- **WORK TO COMPLETE**
Quote these lines exactly: the one that holds "plant in the photo above." and every line after it to the end of the material below. Skip pictures.

- **RECORDS TO USE**
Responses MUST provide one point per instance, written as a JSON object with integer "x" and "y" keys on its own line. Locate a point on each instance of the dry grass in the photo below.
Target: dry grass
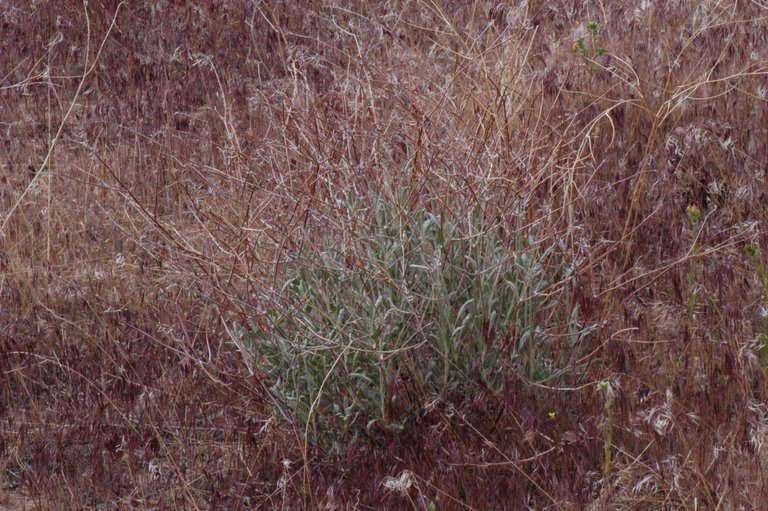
{"x": 160, "y": 175}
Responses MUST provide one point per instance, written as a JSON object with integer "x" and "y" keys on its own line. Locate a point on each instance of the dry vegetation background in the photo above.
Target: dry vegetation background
{"x": 163, "y": 163}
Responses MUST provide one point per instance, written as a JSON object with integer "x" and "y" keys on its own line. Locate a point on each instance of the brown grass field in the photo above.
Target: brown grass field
{"x": 401, "y": 254}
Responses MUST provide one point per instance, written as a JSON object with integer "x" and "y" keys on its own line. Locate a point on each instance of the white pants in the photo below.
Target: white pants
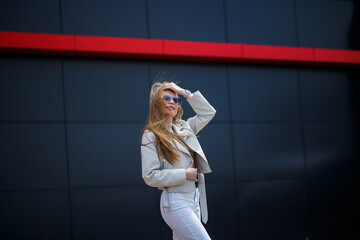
{"x": 183, "y": 216}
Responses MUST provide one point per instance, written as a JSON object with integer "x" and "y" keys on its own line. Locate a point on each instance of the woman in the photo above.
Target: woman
{"x": 173, "y": 160}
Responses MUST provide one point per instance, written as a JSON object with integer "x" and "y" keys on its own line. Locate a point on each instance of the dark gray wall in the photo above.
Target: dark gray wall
{"x": 283, "y": 146}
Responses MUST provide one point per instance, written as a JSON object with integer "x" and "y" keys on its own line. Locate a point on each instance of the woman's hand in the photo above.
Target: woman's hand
{"x": 191, "y": 172}
{"x": 172, "y": 86}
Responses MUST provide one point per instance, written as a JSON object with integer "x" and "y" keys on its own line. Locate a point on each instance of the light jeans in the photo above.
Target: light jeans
{"x": 183, "y": 216}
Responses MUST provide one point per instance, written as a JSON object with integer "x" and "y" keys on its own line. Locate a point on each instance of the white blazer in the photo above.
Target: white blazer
{"x": 157, "y": 172}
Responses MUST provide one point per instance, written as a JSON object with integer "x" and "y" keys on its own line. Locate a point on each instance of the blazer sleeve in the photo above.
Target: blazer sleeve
{"x": 152, "y": 173}
{"x": 204, "y": 112}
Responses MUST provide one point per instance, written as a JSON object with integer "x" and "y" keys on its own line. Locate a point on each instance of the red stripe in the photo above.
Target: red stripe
{"x": 131, "y": 48}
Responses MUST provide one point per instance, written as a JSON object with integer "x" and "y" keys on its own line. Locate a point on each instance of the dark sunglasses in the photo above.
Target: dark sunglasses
{"x": 176, "y": 100}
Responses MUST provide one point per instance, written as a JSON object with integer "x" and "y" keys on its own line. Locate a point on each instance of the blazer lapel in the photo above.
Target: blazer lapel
{"x": 179, "y": 145}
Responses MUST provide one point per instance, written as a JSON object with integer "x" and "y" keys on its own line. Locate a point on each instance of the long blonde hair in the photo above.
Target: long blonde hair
{"x": 165, "y": 139}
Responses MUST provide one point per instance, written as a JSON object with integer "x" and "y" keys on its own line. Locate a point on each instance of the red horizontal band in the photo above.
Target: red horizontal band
{"x": 152, "y": 49}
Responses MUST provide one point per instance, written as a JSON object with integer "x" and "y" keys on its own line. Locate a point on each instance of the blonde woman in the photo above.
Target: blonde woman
{"x": 173, "y": 160}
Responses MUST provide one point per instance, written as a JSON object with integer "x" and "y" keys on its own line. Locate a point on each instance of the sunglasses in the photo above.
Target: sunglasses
{"x": 176, "y": 100}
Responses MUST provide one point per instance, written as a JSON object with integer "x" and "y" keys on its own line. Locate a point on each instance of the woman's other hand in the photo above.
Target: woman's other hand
{"x": 172, "y": 86}
{"x": 191, "y": 172}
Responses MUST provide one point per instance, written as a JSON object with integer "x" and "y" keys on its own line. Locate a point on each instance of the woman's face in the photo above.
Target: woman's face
{"x": 169, "y": 108}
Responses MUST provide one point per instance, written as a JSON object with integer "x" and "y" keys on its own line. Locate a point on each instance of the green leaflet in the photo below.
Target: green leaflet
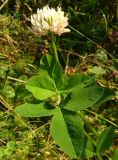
{"x": 83, "y": 98}
{"x": 67, "y": 130}
{"x": 104, "y": 140}
{"x": 34, "y": 110}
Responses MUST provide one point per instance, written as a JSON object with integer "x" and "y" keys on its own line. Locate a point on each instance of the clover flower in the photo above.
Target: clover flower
{"x": 49, "y": 20}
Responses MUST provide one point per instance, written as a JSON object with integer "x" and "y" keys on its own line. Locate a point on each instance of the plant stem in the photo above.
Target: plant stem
{"x": 53, "y": 39}
{"x": 113, "y": 124}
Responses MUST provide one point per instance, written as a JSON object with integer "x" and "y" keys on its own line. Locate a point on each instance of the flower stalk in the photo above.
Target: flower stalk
{"x": 53, "y": 40}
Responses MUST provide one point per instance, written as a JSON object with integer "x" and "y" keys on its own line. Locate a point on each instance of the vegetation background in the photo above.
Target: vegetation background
{"x": 94, "y": 50}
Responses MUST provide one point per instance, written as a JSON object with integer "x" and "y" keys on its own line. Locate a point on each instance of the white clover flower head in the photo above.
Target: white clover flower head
{"x": 49, "y": 20}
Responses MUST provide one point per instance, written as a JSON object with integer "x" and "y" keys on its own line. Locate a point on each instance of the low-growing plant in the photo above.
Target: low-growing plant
{"x": 66, "y": 98}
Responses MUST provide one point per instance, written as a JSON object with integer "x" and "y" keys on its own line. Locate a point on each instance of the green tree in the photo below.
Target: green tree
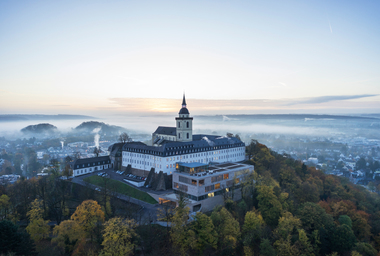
{"x": 304, "y": 246}
{"x": 269, "y": 205}
{"x": 344, "y": 219}
{"x": 228, "y": 229}
{"x": 252, "y": 228}
{"x": 12, "y": 241}
{"x": 67, "y": 234}
{"x": 313, "y": 217}
{"x": 365, "y": 249}
{"x": 89, "y": 215}
{"x": 179, "y": 232}
{"x": 204, "y": 233}
{"x": 38, "y": 228}
{"x": 4, "y": 206}
{"x": 343, "y": 238}
{"x": 118, "y": 237}
{"x": 266, "y": 249}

- **RESULT**
Responses MUST provide one point per instance, written as a JSON object with integer "x" and "y" keys on its own line. Locate a point on each instance of the low-growing plant in the photo above.
Target: low-growing plant
{"x": 66, "y": 98}
Responses MUST provide one point per instance, written as a JSON object with integer "x" and "y" keys on its own line. Locate a point on each instance of the green tree in the photo below.
Target: green tree
{"x": 304, "y": 246}
{"x": 269, "y": 205}
{"x": 344, "y": 219}
{"x": 228, "y": 229}
{"x": 252, "y": 228}
{"x": 12, "y": 241}
{"x": 67, "y": 234}
{"x": 313, "y": 217}
{"x": 365, "y": 249}
{"x": 89, "y": 215}
{"x": 179, "y": 232}
{"x": 204, "y": 233}
{"x": 38, "y": 228}
{"x": 4, "y": 206}
{"x": 343, "y": 238}
{"x": 118, "y": 237}
{"x": 266, "y": 249}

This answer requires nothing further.